● **Aufgabenstellung**:
1: Gib aus der Filmkritik zu „Jenseits“ den Abschnitt von „Ein dunkelnasser Morgen“ bis einschließlich „unter Schock Unfallflucht.“ wortgetreu wieder.
2: Beantworte anhand der Filmkritik zu „Jenseits“ die folgenden Fragen:
(a) Wer führte bei dem Film Regie?
(b) Wohin wollte der kleine Nicolaj an jenem Morgen?
(c) Was tut der Staatsanwalt unter Schock nach dem Unfall?
3: Setze die Filmkritik zu „Jenseits“ nach ihrem letzten Satz fort.

··· Vorliegender Textauszug ···

Jenseits

(D 2001, 105 Min. Regie: Max Färberböck)

Ein dunkelnasser Morgen der Hast, da wie dort gezeigt, impft den Zuschauer mit Beängstigung. Und prompt passiert das unbestimmt Erwartete. Ein junger Staatsanwalt und Familienvater, in seinem Wagen hinter einem schweren Laster auf dem Weg zum Gericht, überfährt den kleinen Nicolaj, den Sohn einer russischen Aussiedlerin. Der Junge hatte es eilig, zu seinem Schulkonzert zu kommen, und scherte plötzlich mit seinem Fahrrad zwischen dem Laster und dem Wagen des Staatsanwalts ein. Keine Chance für ein Ausweichen oder ein Bremsmanöver. Der kleine Junge fliegt durch die Luft und bleibt tot neben der Straße liegen. Der Staatsanwalt, obwohl offensichtlich schuldlos, begeht unter Schock Unfallflucht.

··· Bereitgestellte Daten ···

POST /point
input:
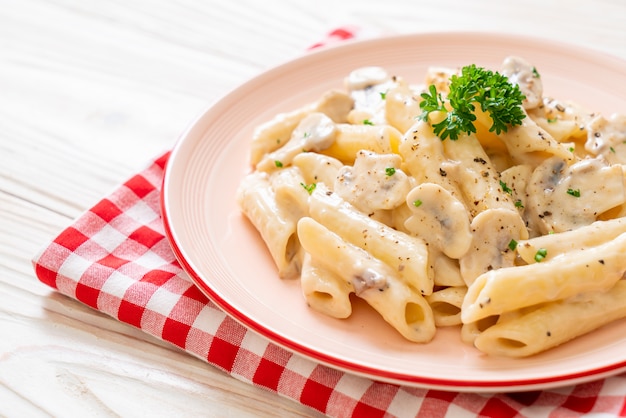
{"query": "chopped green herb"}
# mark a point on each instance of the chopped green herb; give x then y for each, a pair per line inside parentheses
(505, 188)
(573, 192)
(540, 254)
(309, 187)
(536, 73)
(491, 90)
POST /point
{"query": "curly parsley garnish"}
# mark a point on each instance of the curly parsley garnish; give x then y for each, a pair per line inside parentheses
(476, 85)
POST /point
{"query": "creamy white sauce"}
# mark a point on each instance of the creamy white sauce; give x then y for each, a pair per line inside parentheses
(607, 137)
(375, 182)
(522, 73)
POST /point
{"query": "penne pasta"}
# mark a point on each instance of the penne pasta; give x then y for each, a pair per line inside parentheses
(553, 324)
(472, 201)
(372, 280)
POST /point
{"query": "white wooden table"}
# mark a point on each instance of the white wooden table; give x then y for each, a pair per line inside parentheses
(90, 91)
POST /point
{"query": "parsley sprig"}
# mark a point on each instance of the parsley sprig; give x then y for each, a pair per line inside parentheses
(476, 85)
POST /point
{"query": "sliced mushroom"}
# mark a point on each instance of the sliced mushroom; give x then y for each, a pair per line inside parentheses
(367, 86)
(439, 218)
(521, 72)
(492, 232)
(315, 132)
(607, 137)
(562, 197)
(375, 182)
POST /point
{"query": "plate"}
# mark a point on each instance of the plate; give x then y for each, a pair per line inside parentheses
(226, 258)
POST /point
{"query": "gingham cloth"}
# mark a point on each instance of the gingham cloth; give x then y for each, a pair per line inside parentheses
(115, 258)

···

● **Erwartete Lösungen**:
1:
Ein dunkelnasser Morgen der Hast, da wie dort gezeigt, impft den Zuschauer mit Beängstigung. Und prompt passiert das unbestimmt Erwartete. Ein junger Staatsanwalt und Familienvater, in seinem Wagen hinter einem schweren Laster auf dem Weg zum Gericht, überfährt den kleinen Nicolaj, den Sohn einer russischen Aussiedlerin. Der Junge hatte es eilig, zu seinem Schulkonzert zu kommen, und scherte plötzlich mit seinem Fahrrad zwischen dem Laster und dem Wagen des Staatsanwalts ein. Keine Chance für ein Ausweichen oder ein Bremsmanöver. Der kleine Junge fliegt durch die Luft und bleibt tot neben der Straße liegen. Der Staatsanwalt, obwohl offensichtlich schuldlos, begeht unter Schock Unfallflucht.

2:
(a) Max Färberböck
(b) Zu seinem Schulkonzert
(c) Er begeht Unfallflucht.

3:
Zwar tut er weiterhin seinen Dienst, klagt an im Namen des Volkes, aber er ist ein gehemmter, total veränderter Mann. Was seiner Frau nicht viel ausmacht, weil sie sich sowieso zu seinem Kollegen Heinrich hingezogen fühlt, der wie ein väterlicher Freund zu ihr ist. Die Fahndung nach dem Unfallfahrer verläuft zunächst im Sande. So weit so üblich. Doch als der Staatsanwalt hört, daß die Mutter des verunglückten Jungen Selbstmordabsichten habe, bekommt die Story eine unerwartete Wendung und einen völlig neuen Charakter. Denn der Staatsanwalt nimmt ohne sich zu erkennen zu geben einen freundschaftlichen Kontakt mit der Aussiedlerin auf. Er hat das Bedürfnis, gut zu ihr zu sein. Was nicht ausgesprochen wird, aber sich jedem Juristen aufdrängt, das ist der Begriff der Naturalrestitution, d.h. Schadensersatz durch Herstellung eines Zustands, der dem vor der Schädigung gleichwertig ist.

Und so kommt, was kommen mußte. Die Aussiedlerin wird von dem Staatsanwalt geschwängert. Gleichzeitig wird sein Falschverhalten bei dem Unfall durch das Zusammenwirken der Polizei mit seinem Kollegen und Konkurrenten sowie seiner Frau aufgedeckt. Was die Aussiedlerin ausrasten läßt. Sie sticht ihn mit einer abgebrochenen Flasche nieder.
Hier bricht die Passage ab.